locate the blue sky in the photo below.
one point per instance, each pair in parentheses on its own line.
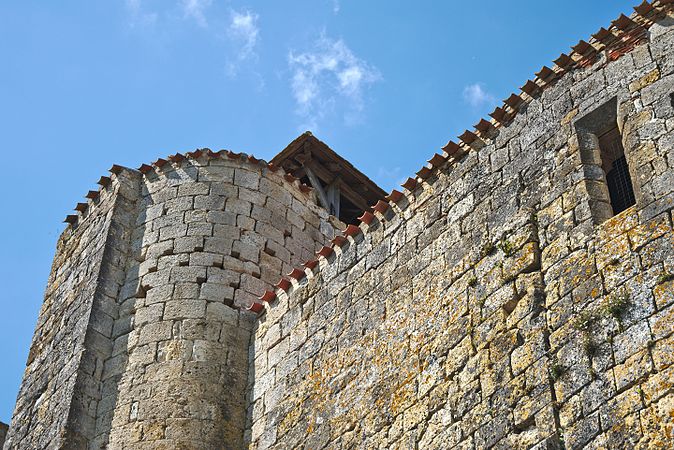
(85,84)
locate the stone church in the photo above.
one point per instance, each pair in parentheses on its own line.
(516,292)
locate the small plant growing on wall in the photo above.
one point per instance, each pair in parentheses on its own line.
(585,320)
(487,249)
(556,370)
(507,247)
(617,306)
(665,277)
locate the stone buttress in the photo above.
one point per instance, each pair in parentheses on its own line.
(143,338)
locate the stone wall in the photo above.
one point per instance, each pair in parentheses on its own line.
(143,337)
(61,386)
(3,433)
(493,306)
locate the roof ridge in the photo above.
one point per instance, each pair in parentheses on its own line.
(105,181)
(621,37)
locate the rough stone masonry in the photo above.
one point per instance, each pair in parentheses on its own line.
(497,302)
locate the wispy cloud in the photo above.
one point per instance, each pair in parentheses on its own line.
(476,95)
(327,76)
(244,33)
(138,16)
(195,9)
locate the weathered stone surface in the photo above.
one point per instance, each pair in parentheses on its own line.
(500,304)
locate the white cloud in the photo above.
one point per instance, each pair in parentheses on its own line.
(138,17)
(194,9)
(476,96)
(244,35)
(326,77)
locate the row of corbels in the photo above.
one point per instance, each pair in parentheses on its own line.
(260,163)
(624,32)
(178,158)
(92,196)
(621,31)
(376,213)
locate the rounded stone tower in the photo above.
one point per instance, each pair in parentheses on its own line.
(159,268)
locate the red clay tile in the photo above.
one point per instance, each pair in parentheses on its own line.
(381,207)
(623,22)
(283,284)
(145,168)
(564,61)
(410,184)
(366,218)
(513,101)
(352,230)
(424,173)
(297,274)
(531,88)
(437,160)
(499,114)
(394,196)
(644,8)
(582,47)
(325,251)
(257,308)
(483,126)
(268,296)
(468,137)
(115,169)
(339,241)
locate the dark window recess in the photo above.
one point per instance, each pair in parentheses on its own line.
(617,172)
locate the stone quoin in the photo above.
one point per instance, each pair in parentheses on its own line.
(517,292)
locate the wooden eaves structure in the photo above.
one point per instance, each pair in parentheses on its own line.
(342,189)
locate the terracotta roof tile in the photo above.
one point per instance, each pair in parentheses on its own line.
(381,207)
(145,168)
(366,218)
(115,169)
(325,251)
(297,274)
(352,230)
(268,296)
(410,184)
(424,173)
(256,307)
(394,196)
(283,284)
(339,241)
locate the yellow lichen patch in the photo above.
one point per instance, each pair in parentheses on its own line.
(664,294)
(645,233)
(650,78)
(569,116)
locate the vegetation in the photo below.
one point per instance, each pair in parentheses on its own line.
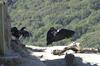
(38,16)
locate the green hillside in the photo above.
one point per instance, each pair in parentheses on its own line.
(38,16)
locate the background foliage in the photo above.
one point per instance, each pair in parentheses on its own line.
(38,16)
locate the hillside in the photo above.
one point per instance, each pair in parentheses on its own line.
(38,16)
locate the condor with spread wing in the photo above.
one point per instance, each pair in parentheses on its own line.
(54,35)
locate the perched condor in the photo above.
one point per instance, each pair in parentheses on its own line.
(25,33)
(54,35)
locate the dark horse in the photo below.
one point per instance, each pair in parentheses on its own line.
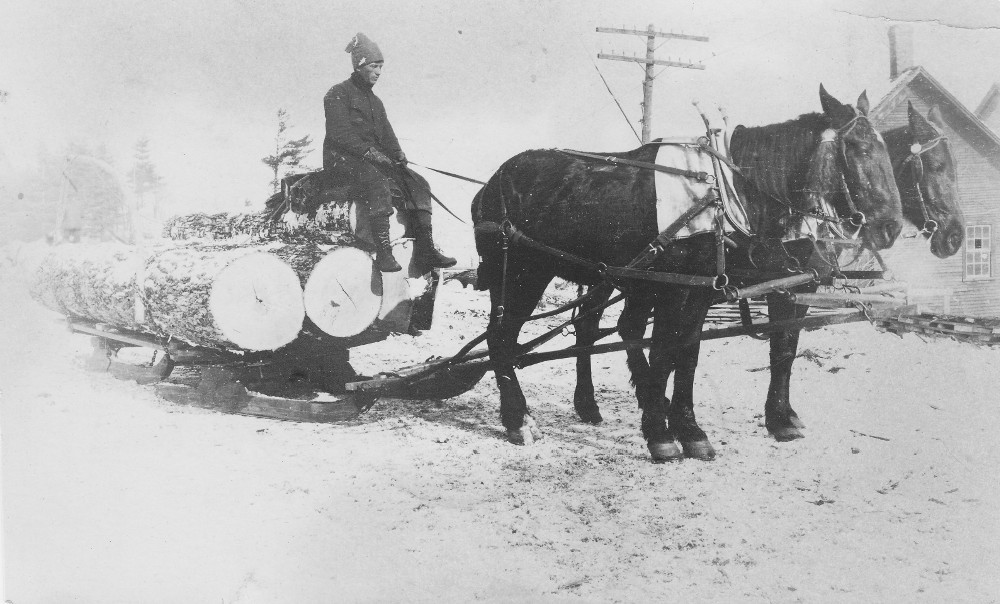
(925,174)
(605,213)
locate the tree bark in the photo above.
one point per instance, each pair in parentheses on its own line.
(221,296)
(330,226)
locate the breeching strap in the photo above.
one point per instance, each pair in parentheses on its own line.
(620,161)
(451,174)
(634,270)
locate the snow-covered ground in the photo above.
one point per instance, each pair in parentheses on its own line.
(111,494)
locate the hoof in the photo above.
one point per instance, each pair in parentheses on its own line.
(591,416)
(664,451)
(527,434)
(785,433)
(701,449)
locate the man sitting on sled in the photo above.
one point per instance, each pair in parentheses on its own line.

» What needs to be done: Could you retype all the entries exactly, skipping the pictures?

» Exercise solution:
locate the blue sky in the photo below.
one point per instance, each pair in parentheses on its own line.
(85,84)
locate the stone church in the photo above.
one point per instance, each pair in parentheses on its own line.
(516,292)
locate the small plant growing on wall in the photo above.
one point per instance, each pair in parentheses on its own line.
(585,320)
(487,249)
(556,370)
(507,247)
(617,306)
(665,277)
locate the stone buttress in the photo above.
one point per instance, each pair in parentheses on its own line.
(143,338)
locate the stone wall in the photo above.
one point per instance, each pair in parentheses on its own line.
(143,337)
(61,386)
(3,433)
(493,306)
locate the roof ridge in the photo above.
one point per instance, each pair in parentheses on its own line.
(105,181)
(621,37)
locate the rough stone masonry in the photo above.
one point per instance, each pair in parentheses on its own line.
(497,302)
locate the wispy cloud in the photo above.
one point per instance, each pair in parentheses on its own line.
(476,95)
(327,76)
(244,33)
(138,16)
(195,9)
locate the weathered stone surface in the photo above.
one point per instance, each pair in parentheses on its own line.
(500,304)
locate the white cloud in the photo above.
one point per instance, each pair in parentheses on its own line.
(138,17)
(194,9)
(476,96)
(244,35)
(326,77)
locate the row of corbels in the photo above.
one point per instance, each pair in parentheses on its own line.
(260,163)
(624,32)
(178,158)
(92,196)
(621,31)
(376,213)
locate the rounded stone tower in the photo above.
one point per instance, each pair in parentheses on its own line.
(159,268)
locate the red clay tile in the photo above.
one point per instance, each pair in parentheses on its own line.
(381,207)
(623,22)
(283,284)
(145,168)
(564,61)
(410,184)
(366,218)
(513,101)
(352,230)
(424,173)
(297,274)
(531,88)
(437,160)
(499,114)
(394,196)
(644,8)
(582,47)
(325,251)
(257,308)
(483,126)
(268,296)
(468,137)
(115,169)
(339,241)
locate the dark window recess in the photo above.
one point per instance, each pair in parentheses on its own line.
(617,172)
locate the stone quoin in the photo above.
one point per instance, each pair in parentheses on its own line.
(517,292)
locate the wooden eaves structure in the photo above.
one point per instance, each pair in parentheses on its own line.
(342,189)
locate the terracotta roof tile in the photo above.
one point per instance, each pair in parentheses on its own line.
(381,207)
(145,168)
(366,218)
(115,169)
(325,251)
(297,274)
(352,230)
(268,296)
(410,184)
(424,173)
(256,307)
(394,196)
(283,284)
(339,241)
locate the yellow lichen patch in the photo above.
one point per instance, each pair in parentheses on its own line.
(664,294)
(645,233)
(650,78)
(569,116)
locate the vegetation in the photo below.
one point per instance, each pair in parentheses on its own line.
(38,16)
locate the green hillside in the photo above.
one point per instance, each pair in parentheses on its own line.
(38,16)
locate the background foliage in the photo above.
one point per instance, each pair in parentheses on its own line.
(38,16)
locate the hillside in the photo above.
one point per instance, each pair in parentheses on its own line.
(38,16)
locate the condor with spread wing in the photo above.
one point per instance, each pair in parentheses on its own line.
(54,35)
locate the perched condor in the photo above.
one point per instance, each pair in parentheses on its own line.
(25,33)
(54,35)
locate the dark horse in the photo below.
one point per instance, each pair in parentheses on its own line.
(925,174)
(605,213)
locate the tree bark in the photo above.
one point per instance, each pair in parentheses on its own line.
(221,296)
(330,226)
locate the breeching strap in the photo above.
one point per instance, each pair in parentheses on its own line.
(620,161)
(451,174)
(634,270)
locate the snow-covered ground in the photo above.
one point per instance, each pair in parentheses on its own line.
(111,494)
locate the hoof in the photo above.
one point per instance, each pair in parentheses on its own line.
(591,416)
(664,451)
(527,434)
(785,433)
(701,449)
locate the man sitting on sled in the photo above.
one point per instance, each pair in parentheses on its own line.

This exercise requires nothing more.